__Do this__:
Reproduce verbatim the portion of the passage on hybrid AI starting at "### Volodin, Sergei, Nevan" and ending at "February 12, 2020.".

__Extract to read__:
------------------------------

This paper advocates a form of hybrid AI that can perform both flexible data-driven learning and rigid symbolic manipulation. Such a hybrid should be build according to good engineering principles, in a hierarchy of complexity rooted in a few primitive, modular functions (also called priors). We don’t currently know what these primitive functions should be, but cognitive science tells us that tools for reasoning about time, space and causality are good candidates. In addition, we may need a core, axiomatic knowledge database from which new facts can be derived, as per the ambition of Lenat et al’s CYC project. Learning from data will certainly remain an important element, but it will be informed and guided by these innate structures. Achieving this goal will require a lot of tough human labour; far more than today’s hardcore deep learning enthusiasts are likely to be comfortable with.

### Volodin, Sergei, Nevan Wichers, and Jeremy Nixon. “Resolving Spurious Correlations in Causal Models of Environments via Interventions.” ArXiv:2002.05217 [Cs, Stat], February 12, 2020.

------------------------------

__Stored rows__:
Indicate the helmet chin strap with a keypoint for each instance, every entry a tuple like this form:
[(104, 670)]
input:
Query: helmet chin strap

------------------------------

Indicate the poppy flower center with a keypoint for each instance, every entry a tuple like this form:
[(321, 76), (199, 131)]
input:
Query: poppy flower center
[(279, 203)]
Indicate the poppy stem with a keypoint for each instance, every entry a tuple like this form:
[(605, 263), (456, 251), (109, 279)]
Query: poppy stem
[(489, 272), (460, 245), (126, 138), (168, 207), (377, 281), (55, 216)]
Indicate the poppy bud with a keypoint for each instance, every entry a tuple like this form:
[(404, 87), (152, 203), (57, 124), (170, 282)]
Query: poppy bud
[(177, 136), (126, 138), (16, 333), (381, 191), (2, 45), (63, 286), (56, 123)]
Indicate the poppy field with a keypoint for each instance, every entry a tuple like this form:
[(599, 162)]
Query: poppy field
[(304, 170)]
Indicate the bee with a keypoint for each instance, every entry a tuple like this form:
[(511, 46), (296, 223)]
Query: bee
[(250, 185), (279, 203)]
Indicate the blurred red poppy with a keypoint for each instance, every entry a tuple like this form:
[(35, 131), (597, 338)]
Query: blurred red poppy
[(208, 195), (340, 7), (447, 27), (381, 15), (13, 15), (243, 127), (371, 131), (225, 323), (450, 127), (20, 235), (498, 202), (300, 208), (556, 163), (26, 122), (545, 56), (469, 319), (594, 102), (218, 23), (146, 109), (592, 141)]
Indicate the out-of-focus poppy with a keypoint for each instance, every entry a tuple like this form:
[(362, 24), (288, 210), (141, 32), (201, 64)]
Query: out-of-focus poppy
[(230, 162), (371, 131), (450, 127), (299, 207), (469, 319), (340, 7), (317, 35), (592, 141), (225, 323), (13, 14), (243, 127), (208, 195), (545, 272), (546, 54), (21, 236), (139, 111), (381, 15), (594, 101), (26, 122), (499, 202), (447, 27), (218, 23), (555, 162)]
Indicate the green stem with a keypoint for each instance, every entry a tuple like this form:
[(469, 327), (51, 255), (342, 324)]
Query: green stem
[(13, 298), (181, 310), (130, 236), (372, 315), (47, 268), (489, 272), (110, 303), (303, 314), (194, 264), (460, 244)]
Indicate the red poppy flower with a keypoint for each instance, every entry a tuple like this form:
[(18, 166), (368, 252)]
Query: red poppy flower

------------------------------

__Response to this task__:
### Volodin, Sergei, Nevan Wichers, and Jeremy Nixon. “Resolving Spurious Correlations in Causal Models of Environments via Interventions.” ArXiv:2002.05217 [Cs, Stat], February 12, 2020.